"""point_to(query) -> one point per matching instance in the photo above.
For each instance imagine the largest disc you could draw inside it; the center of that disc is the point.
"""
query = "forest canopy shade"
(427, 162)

* * *

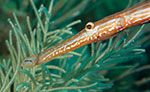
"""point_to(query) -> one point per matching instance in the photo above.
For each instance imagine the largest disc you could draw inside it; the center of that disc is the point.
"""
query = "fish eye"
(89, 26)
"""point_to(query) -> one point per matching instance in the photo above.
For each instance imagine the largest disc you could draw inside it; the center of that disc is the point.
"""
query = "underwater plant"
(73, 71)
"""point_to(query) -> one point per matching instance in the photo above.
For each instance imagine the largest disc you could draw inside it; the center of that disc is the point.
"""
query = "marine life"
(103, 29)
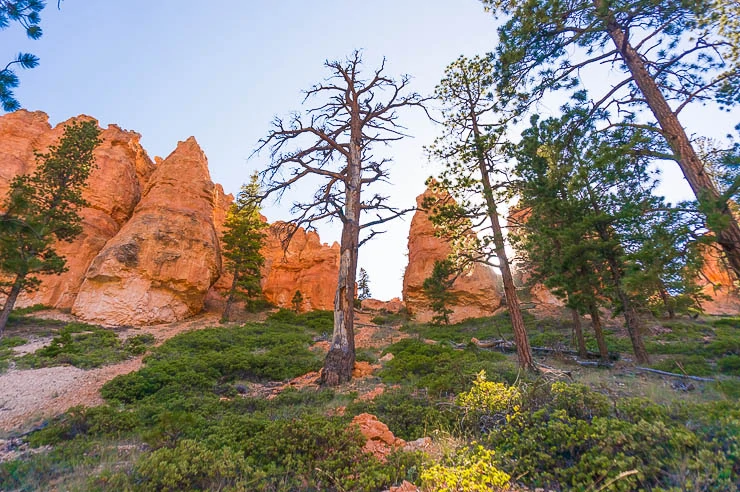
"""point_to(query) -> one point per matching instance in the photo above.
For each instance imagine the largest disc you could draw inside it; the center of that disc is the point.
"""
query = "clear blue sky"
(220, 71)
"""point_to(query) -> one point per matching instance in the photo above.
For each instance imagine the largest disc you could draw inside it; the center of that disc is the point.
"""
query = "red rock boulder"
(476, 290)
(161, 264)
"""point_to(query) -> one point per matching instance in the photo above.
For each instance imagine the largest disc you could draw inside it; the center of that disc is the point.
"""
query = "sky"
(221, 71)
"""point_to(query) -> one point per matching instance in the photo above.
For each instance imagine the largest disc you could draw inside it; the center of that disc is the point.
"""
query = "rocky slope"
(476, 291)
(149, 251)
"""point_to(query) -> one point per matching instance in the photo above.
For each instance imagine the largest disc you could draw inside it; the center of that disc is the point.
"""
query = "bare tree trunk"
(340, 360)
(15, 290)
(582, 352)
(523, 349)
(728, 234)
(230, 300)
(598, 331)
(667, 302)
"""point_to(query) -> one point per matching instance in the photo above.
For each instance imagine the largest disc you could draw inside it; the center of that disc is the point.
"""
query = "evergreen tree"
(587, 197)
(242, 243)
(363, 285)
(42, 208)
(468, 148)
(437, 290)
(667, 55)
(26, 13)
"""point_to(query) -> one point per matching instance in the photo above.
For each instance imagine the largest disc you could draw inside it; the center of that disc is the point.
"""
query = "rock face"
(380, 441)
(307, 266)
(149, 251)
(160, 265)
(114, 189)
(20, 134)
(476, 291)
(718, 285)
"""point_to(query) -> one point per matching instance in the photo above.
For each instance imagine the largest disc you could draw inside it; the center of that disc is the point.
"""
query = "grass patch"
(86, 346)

▸ **What to produce**: Return every line in the rows above that contains the string "tree", matching case exactly.

▸ **The response**:
query = "bare tree trunk"
query = "evergreen tree"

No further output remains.